▶ GESTELLTE AUFGABE 1: Bearbeite den Bericht über die Abschiebung nach Peking zwischen „Von dem Fax“ und „hieß es weiter.“, beides eingeschlossen, und ersetze dabei „Fax“ durch „Schreiben“. Gib diesen Abschnitt danach vollständig wieder.
▶ GESTELLTE AUFGABE 2: Knüpf an den Bericht über die Abschiebung nach Peking an und schreib ihn nach seinem letzten Satz weiter.

▶ VORLIEGENDER AUSZUG:
◇ ◇ ◇ ◇
Seit der Ankunft des Manns gebe es kein Lebenszeichen mehr von ihm, berichtete der Bayerische Rundfunk (BR) am Montag. Womöglich befinde sich der zuletzt in München lebende Mann im Gefängnis.

Die Abschiebung nach Peking erfolgte dem BR-Bericht zufolge im April, wenige Stunden vor einem Termin, bei dem der Mann seinen Asylfolgeantrag hätte mündlich begründen müssen. Hintergrund sei eine Behördenpanne.

Von dem Fax fehlt jede Spur

Das Bundesamt für Migration und Flüchtlinge (Bamf) habe an die zuständige Ausländerbehörde zwar ein Fax mit dem Hinweis auf den Termin geschickt. Dieses Fax sei aber wohl nicht angekommen.

Die Ausländerbehörde teilte dem Sender mit, das Fax sei "trotz intensiver Recherche bis heute nicht aufgefunden worden". "Es haben umfangreiche Nachermittlungen stattgefunden, die leider ebenfalls nicht zur Aufklärung geführt haben", hieß es weiter.

Die Behörde bestätigte, dass ein Fehler vorliege. "Wir bedauern sehr, dass eine Abschiebung trotz eines wirksam gestellten Asylfolgeantrags erfolgt ist - es war nie die Absicht der Ausländerbehörde München, die Rechte des von der Abschiebung betroffenen Ausländers zu verkürzen."

Auch das Bamf bestätigte demnach grundsätzlich, dass eine Abschiebung rechtlich in einer solchen Konstellation "unzulässig" sei.

Grüne: "Es geht um Leben und Tod"

Die Uiguren werden in China verfolgt. Nach Einschätzung des vom BR zitierten Experten Adrian Zenz gibt es zurzeit wieder schwere Verfolgungen der religiösen Minderheit. Die Menschenrechtsbeauftragte der Bundesregierung, Bärbel Kofler (SPD), sagte dem Sender, "wegen der aktuellen Lage ist die Abschiebung eines Uiguren nach China nicht zumutbar."
◇ ◇ ◇ ◇
▶ DATENBLOCK:
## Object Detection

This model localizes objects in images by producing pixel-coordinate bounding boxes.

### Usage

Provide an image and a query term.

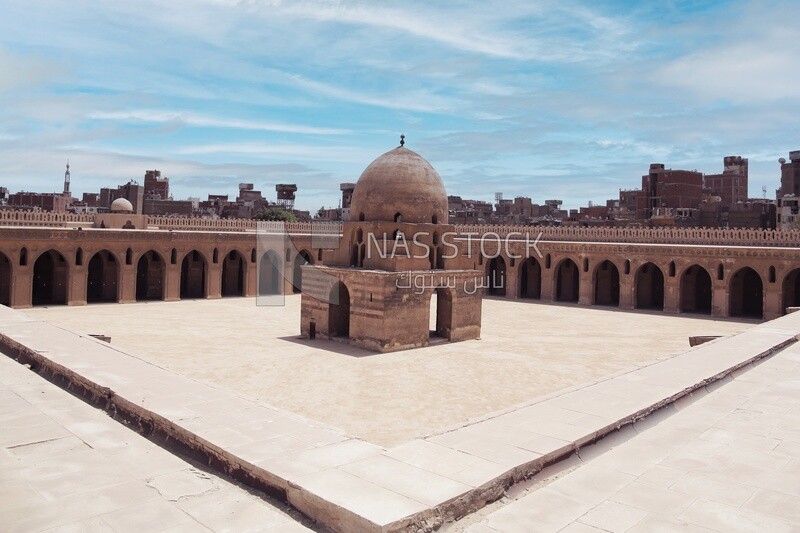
◇ ◇ ◇ ◇
▶ SCHRIFTLICHE ANTWORT 1:
Von dem Schreiben fehlt jede Spur

Das Bundesamt für Migration und Flüchtlinge (Bamf) habe an die zuständige Ausländerbehörde zwar ein Schreiben mit dem Hinweis auf den Termin geschickt. Dieses Schreiben sei aber wohl nicht angekommen.

Die Ausländerbehörde teilte dem Sender mit, das Schreiben sei "trotz intensiver Recherche bis heute nicht aufgefunden worden". "Es haben umfangreiche Nachermittlungen stattgefunden, die leider ebenfalls nicht zur Aufklärung geführt haben", hieß es weiter.

▶ SCHRIFTLICHE ANTWORT 2:
Was mit dem Mann nach seiner Ankunft in Peking geschah, wissen dem Bericht zufolge weder die bayerischen Behörden noch sein Anwalt. Dieser sagte dem BR, es sei zu befürchten, dass sein Mandant inhaftiert wurde.

Die Grünen-Bundestagsabgeordnete Margarete Bause kritisierte die Behörden wegen der Abschiebung am Montag scharf. "Das ist keine Panne, sondern Behördenversagen."

Die Grünen-Politikerin, die sich wegen des Falls bereits im April in einem Brief an den bayerischen Innenminister Joachim Herrmann gewandt hatte, forderte eine "lückenlose Aufklärung".

Außerdem müsse das Auswärtiges Amt nun alles daran setzen, den Uiguren ausfindig zu machen und ihn zurückzuholen. "Es geht um Leben und Tod", erklärte Bause.

Afghane soll nach Deutschland zurückkommen

Umstrittene Abschiebungen aus Deutschland hatten zuletzt immer wieder für Schlagzeilen gesorgt, etwa der Fall des mutmaßlichen Islamisten Sami A.. Er war Mitte Juni nach Tunesien abgeschoben worden, obwohl das Verwaltungsgericht Gelsenkirchen am Vorabend entschieden hatte, dass die Abschiebung rechtswidrig ist, weil A. Folter droht. Nun müsste die Bochumer Asylbehörde Sami A. eigentlich zurückholen - ließ eine entsprechende Frist vergangene Woche aber verstreichen.

Bewegung gibt es indes im Fall von Nasibullah S.. Deutschland hatte den Afghanen Anfang Juli zusammen mit 68 Landsleuten in die Heimat zurückgeflogen - obwohl sein Asylverfahren nicht abgeschlossen war. Nach Informationen des "Spiegel" steht der 20-Jährige jetzt kurz vor seiner Rückkehr nach Deutschland. (mcf/afp)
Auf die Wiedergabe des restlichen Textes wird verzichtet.